> Check your understanding:
• a. In the text on plant extract detection tests, what result confirms the presence of terpenoids?
• b. Carry on the text on plant extract detection tests from where it stops.

======== Selected passage

Detection of anthraquinones
Fifty milligrams of the extract was dissolved in distilled water. Two milliliters of the extract was taken in a test tube. Then, 1 ml dilute ammonia solution was added to the test tube and shaken vigorously. The appearance of pink color indicated the presence of anthraquinones.
Detection of terpenoids
The extract was taken in a test tube and mixed with 2 ml of chloroform. To this, concentrated sulfuric acid (H2 SO4) (3 ml) was added to form a layer. The development of reddish brown coloration at the interface confirmed the presence of terpenoids.
Detection of saponins
Fifty milligrams of the extract was dissolved in 20 ml of distilled water. This suspension was shaken for 15 min in a graduated cylinder. The presence of saponins was confirmed by the formation of a 2 cm layer of foam.
Detection of flavonoids
Magnesium and hydrochloric acid reduction test
Fifty milligrams of the extract was dissolved in 5 ml of alcohol in a test tube. To this, few fragments of magnesium ribbon and concentrated hydrochloric acid were added drop by drop. The presence of flavonoids was confirmed by the development of pink to crimson color.
Detection of tannins
Ferric chloride test
Fifty milligrams of the extract was dissolved in 5 ml of alcohol in a test tube. To this, few drops of 5% ferric chloride were added. The appearance of dark green color established the presence of tannins.

================
======== Exercise data

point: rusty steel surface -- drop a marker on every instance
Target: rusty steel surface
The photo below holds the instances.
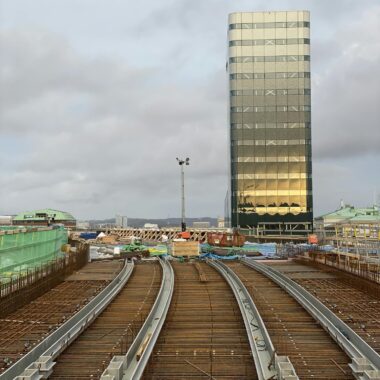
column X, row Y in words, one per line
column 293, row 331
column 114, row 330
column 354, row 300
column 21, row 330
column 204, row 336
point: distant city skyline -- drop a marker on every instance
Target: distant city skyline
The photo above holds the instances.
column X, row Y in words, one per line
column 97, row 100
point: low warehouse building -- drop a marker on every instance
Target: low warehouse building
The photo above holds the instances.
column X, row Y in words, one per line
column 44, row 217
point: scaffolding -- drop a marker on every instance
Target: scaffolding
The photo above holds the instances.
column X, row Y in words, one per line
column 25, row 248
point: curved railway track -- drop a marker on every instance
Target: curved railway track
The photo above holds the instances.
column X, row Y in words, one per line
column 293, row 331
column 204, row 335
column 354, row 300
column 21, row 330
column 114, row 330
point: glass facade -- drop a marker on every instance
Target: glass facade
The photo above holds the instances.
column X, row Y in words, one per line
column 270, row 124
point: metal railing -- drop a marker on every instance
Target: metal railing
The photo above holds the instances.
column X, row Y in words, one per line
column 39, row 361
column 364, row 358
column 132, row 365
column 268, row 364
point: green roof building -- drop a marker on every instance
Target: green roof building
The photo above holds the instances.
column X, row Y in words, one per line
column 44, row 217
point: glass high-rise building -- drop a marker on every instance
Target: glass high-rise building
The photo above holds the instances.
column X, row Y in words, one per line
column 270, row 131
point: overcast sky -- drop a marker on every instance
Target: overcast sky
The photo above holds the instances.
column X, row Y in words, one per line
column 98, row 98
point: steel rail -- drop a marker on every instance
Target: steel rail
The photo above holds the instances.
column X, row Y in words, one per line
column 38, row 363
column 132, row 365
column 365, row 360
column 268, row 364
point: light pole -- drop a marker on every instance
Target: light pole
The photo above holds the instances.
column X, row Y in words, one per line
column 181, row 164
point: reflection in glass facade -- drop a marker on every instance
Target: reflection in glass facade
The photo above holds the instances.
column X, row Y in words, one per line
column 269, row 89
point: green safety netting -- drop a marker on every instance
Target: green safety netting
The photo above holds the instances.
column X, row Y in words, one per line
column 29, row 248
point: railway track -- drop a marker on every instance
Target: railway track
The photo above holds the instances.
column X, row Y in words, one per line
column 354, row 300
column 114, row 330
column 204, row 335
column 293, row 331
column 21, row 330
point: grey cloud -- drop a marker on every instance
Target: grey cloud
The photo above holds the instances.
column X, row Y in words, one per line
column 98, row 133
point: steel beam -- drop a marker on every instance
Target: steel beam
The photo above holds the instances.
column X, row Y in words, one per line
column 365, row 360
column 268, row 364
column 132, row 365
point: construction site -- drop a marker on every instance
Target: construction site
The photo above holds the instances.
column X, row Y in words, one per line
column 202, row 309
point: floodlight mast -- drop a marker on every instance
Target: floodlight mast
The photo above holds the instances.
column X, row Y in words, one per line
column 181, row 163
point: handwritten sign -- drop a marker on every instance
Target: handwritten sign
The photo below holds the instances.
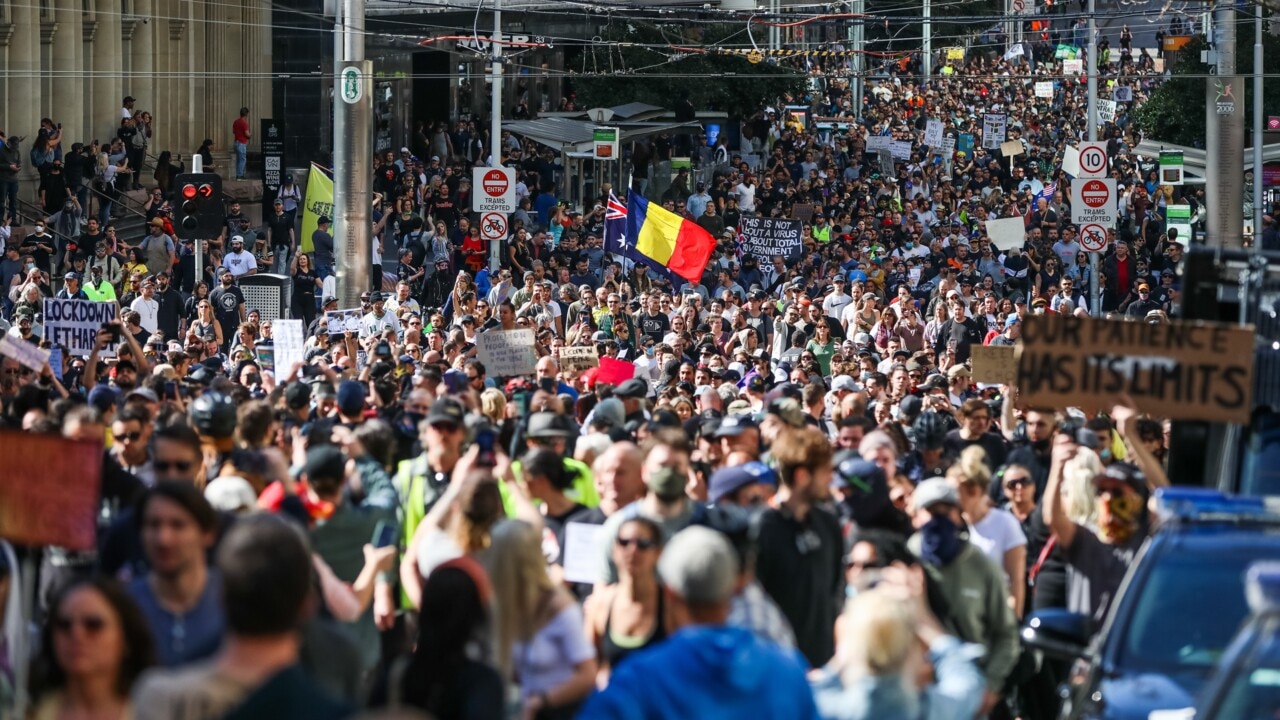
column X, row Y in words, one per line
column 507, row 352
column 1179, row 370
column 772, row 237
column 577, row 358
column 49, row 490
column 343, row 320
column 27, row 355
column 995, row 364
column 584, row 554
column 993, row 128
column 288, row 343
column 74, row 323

================

> Answers for each item:
• a. A reddish brown coloration develops at the interface.

• b.
Detection of cardiac glycosides
Fifty milligrams of the extract was dissolved in distilled water and then filtered. To 2 ml of filtrate, 1 ml of glacial acetic acid, a drop of ferric chloride, and a drop of concentrated sulfuric acid were added. The development of green-blue at the upper layer and reddish-brown at the junction of two layers confirmed the presence of cardiac glycosides.,
| Results|| |
The details of four plants assessed for their efficacy in the present study are presented in [Table 1]. The detail of dental caries and plaque bacteria that includes primary, secondary, and tertiary plaque colonizers is presented in [Table 2].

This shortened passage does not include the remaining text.